◆ EXERCISE PROMPT: Count the lines below that contain the string "white", with case counted, and reply with only that number.

◆ EXERCISE MATERIAL:

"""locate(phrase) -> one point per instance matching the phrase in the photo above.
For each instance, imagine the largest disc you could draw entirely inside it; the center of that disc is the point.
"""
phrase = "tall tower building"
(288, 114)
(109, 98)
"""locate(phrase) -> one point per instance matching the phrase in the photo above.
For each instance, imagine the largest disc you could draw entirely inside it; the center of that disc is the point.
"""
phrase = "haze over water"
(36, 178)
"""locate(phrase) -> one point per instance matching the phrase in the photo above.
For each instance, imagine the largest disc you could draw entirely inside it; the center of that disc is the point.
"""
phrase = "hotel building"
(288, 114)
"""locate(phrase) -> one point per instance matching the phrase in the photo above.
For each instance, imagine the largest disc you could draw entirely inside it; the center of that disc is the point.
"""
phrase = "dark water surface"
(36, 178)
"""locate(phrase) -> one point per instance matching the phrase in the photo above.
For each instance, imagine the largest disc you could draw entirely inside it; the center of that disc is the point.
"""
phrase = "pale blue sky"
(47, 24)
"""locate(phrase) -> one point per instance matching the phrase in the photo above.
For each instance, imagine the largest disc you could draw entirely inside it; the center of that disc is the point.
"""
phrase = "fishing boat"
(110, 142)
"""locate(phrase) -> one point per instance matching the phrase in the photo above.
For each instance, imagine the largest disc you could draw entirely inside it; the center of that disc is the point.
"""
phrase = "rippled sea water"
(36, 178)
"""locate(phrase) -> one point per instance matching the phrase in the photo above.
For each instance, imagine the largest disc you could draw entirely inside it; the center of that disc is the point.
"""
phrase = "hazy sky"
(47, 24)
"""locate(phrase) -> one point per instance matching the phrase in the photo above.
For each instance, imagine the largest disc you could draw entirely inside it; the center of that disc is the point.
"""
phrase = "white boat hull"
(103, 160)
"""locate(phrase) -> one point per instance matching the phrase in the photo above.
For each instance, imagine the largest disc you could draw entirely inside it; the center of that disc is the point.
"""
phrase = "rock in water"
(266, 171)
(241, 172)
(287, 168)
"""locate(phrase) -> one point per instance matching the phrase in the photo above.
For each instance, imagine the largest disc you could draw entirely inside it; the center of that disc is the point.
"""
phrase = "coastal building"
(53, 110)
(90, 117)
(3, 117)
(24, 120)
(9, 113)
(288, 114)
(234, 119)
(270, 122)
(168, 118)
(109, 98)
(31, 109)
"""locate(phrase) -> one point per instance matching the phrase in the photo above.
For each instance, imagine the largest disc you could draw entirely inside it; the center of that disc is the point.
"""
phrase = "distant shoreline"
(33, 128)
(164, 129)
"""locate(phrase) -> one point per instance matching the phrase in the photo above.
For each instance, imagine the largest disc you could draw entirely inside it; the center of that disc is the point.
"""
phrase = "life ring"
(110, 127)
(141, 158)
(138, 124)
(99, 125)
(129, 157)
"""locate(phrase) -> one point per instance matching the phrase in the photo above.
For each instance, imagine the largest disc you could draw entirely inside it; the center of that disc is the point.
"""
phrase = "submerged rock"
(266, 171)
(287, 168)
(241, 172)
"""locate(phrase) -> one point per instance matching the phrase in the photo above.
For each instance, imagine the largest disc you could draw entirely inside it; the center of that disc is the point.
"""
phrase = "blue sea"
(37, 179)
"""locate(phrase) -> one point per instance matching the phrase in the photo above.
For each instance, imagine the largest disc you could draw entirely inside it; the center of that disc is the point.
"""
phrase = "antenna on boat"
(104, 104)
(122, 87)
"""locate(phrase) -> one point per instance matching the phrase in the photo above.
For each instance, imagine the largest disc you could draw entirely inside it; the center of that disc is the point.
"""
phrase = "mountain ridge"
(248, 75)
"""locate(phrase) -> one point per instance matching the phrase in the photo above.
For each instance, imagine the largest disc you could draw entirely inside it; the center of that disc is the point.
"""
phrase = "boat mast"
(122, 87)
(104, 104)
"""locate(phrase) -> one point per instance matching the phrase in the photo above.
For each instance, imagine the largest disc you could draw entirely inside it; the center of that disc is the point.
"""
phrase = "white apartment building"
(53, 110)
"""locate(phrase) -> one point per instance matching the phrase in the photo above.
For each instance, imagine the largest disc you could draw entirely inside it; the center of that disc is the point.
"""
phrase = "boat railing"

◆ OUTPUT: 2